*REQUIRED TASK:*
Copy every item below word for word, omitting the pictures.

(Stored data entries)
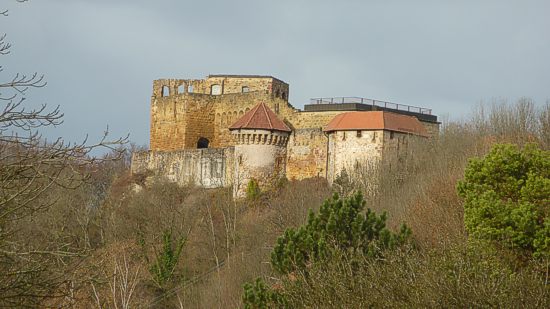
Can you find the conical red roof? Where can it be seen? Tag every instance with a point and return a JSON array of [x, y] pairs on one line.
[[260, 117]]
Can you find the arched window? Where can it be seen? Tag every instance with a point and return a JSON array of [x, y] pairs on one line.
[[215, 89], [165, 91], [202, 143]]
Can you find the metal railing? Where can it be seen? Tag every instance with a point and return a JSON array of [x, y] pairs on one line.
[[384, 104]]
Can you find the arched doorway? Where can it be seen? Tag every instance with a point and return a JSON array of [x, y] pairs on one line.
[[202, 143]]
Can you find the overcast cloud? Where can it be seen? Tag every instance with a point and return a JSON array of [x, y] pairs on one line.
[[100, 57]]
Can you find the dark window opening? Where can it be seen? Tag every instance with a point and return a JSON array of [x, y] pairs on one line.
[[165, 91], [202, 143], [215, 89]]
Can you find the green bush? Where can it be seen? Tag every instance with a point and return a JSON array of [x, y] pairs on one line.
[[507, 198], [258, 295], [339, 225], [163, 267]]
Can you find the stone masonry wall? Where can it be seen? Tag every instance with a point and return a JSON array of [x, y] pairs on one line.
[[208, 168], [347, 148], [306, 154]]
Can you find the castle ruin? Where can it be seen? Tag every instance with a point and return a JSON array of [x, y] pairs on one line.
[[225, 130]]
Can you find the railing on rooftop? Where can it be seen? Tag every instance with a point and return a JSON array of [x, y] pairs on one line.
[[390, 105]]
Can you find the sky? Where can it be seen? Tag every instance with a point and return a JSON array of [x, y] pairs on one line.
[[100, 57]]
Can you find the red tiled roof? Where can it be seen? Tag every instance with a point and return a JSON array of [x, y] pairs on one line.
[[260, 117], [377, 120]]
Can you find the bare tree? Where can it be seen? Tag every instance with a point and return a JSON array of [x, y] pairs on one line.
[[30, 167]]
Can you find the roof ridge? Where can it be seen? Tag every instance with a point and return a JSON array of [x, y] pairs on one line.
[[252, 113], [267, 116]]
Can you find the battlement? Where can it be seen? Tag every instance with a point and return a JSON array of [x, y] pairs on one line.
[[221, 85], [365, 104]]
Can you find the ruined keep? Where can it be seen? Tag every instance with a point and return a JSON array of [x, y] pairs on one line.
[[225, 130]]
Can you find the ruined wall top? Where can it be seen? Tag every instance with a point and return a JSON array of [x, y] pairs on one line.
[[220, 85]]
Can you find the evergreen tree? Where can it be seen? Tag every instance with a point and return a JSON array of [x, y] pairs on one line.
[[339, 225], [507, 198]]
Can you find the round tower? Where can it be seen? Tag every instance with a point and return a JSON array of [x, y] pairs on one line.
[[260, 149]]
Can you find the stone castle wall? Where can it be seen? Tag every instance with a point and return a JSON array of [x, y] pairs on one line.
[[208, 168], [348, 148], [306, 154], [259, 155], [186, 110]]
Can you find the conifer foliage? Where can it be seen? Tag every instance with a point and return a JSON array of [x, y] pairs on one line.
[[507, 198], [340, 225]]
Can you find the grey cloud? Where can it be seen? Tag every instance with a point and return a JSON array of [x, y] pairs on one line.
[[100, 57]]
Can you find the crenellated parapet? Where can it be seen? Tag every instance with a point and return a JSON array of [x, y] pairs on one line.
[[260, 137]]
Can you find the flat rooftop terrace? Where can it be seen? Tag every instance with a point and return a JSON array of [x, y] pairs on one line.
[[364, 104]]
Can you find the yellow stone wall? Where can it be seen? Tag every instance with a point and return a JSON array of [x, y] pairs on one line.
[[306, 154], [186, 111]]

*COMPLETED TASK:*
Can you find the conical red roof? Where can it be seen? Tag every instance with a point and return a JSON array of [x, y] pairs on one line.
[[260, 117]]
Can you find the arched window? Where can it be seen? Tag every instance with a point and return a JSON array of [x, y] pairs on one line.
[[215, 89], [165, 91], [202, 143]]
Can you find the metal railing? Where can it be seen? Tag every instance with a point and return a JSON array of [x, y] pairs on one line.
[[384, 104]]
Can you find the arched doorway? Where can it be seen? Tag every instance with a point and return a JSON array of [x, y] pairs on one line.
[[202, 143]]
Can you find the overcast cloud? Where can it be seen? Tag every instance with a point and return a JSON array of [x, y] pairs on one line.
[[100, 57]]
Can you find the dark window opening? Where can it be seen? Tag every instance with a point and return a JSON array of [x, y] pairs on one line.
[[165, 91], [202, 143], [215, 89]]
Can you find the green bush? Where can it be seen? Tag every instance with a point and return a JSON array of [x, y] pairs on one line.
[[507, 198], [258, 295], [339, 225], [163, 267]]
Can you find the stone masonry wall? Where can it be seen? Tag every instance with a point and return a JSON array of [x, y] pairs on one line.
[[208, 168], [347, 148], [306, 154]]
Can you find the castle ruin? Where can it be seen? Tag every instance with a point and return a JSON array of [x, y] pairs on one line.
[[225, 130]]
Can you find the railing on rooftop? Where can it be seen? Tag every instance with a point and return a JSON array of [x, y] pairs on one line.
[[390, 105]]
Can you find the sky? Where can it be seen? Tag every instance with a point and return a JSON array of [x, y] pairs on one line.
[[100, 57]]
Can you find the red tiled roof? Where can it be seen? Tag every instance with a point and return a JSON array of [x, y] pairs on one line.
[[260, 117], [377, 120]]
Can you find the bare tree? Where can it be seen? Tag every instance with a point and return a JSON array of [x, y] pairs on one line.
[[30, 167]]
Can you find the roof ridge? Where can it be seen? Tag every instance with a point and return a JSON array of [x, y] pairs on one line.
[[252, 113], [267, 116]]
Can you find the battlement? Where can it be seen? Tag every instance with a point and return a JSON array of [x, y] pairs on one line.
[[221, 85], [365, 104]]
Can you find the ruined keep? Where can it be seen? Tag every instance with a point and return a JSON array of [x, y] pairs on one line.
[[225, 130]]
Can you find the ruined wall top? Where can it be seen? Tag every instance with a point and return a JSON array of [x, y] pairs on one line.
[[220, 85]]
Can you find the evergreen tree? Where can it be seen? Tag every instance with a point and return a JSON array of [x, y] pairs on one line.
[[339, 225], [507, 198]]
Can you find the round tower? Where can it be seen? Tag every instance with a point and return a JSON array of [x, y] pairs on one line.
[[260, 149]]
Can you find the stone castle wall? Where can it be seen? Tag every instance with a point and return a JSON array of [x, y] pairs on one line.
[[208, 168], [348, 148], [306, 154], [259, 155], [186, 110]]
Can you find the conifer foliage? Where can it be seen? Tag every instance with a point and return a JSON array of [x, y] pairs on one line.
[[507, 198], [340, 225]]
Can you find the grey cloud? Where can it be seen? Tag every instance with a point and return a JSON array of [x, y] pairs on one line.
[[100, 57]]
Can you find the crenellated parapet? Where can it be seen? Tag every instance with a point and return a JSON array of [x, y] pairs on one line.
[[260, 137]]
Can you find the flat rooftop terrace? Where can it be seen? Tag every instance with a point and return a JSON array of [x, y] pairs on one line.
[[364, 104]]
Can you find the yellow stone wall? Where can it be seen? Tag every instance with a point and return a JSON array of [x, y] pairs on one line.
[[306, 154], [186, 111]]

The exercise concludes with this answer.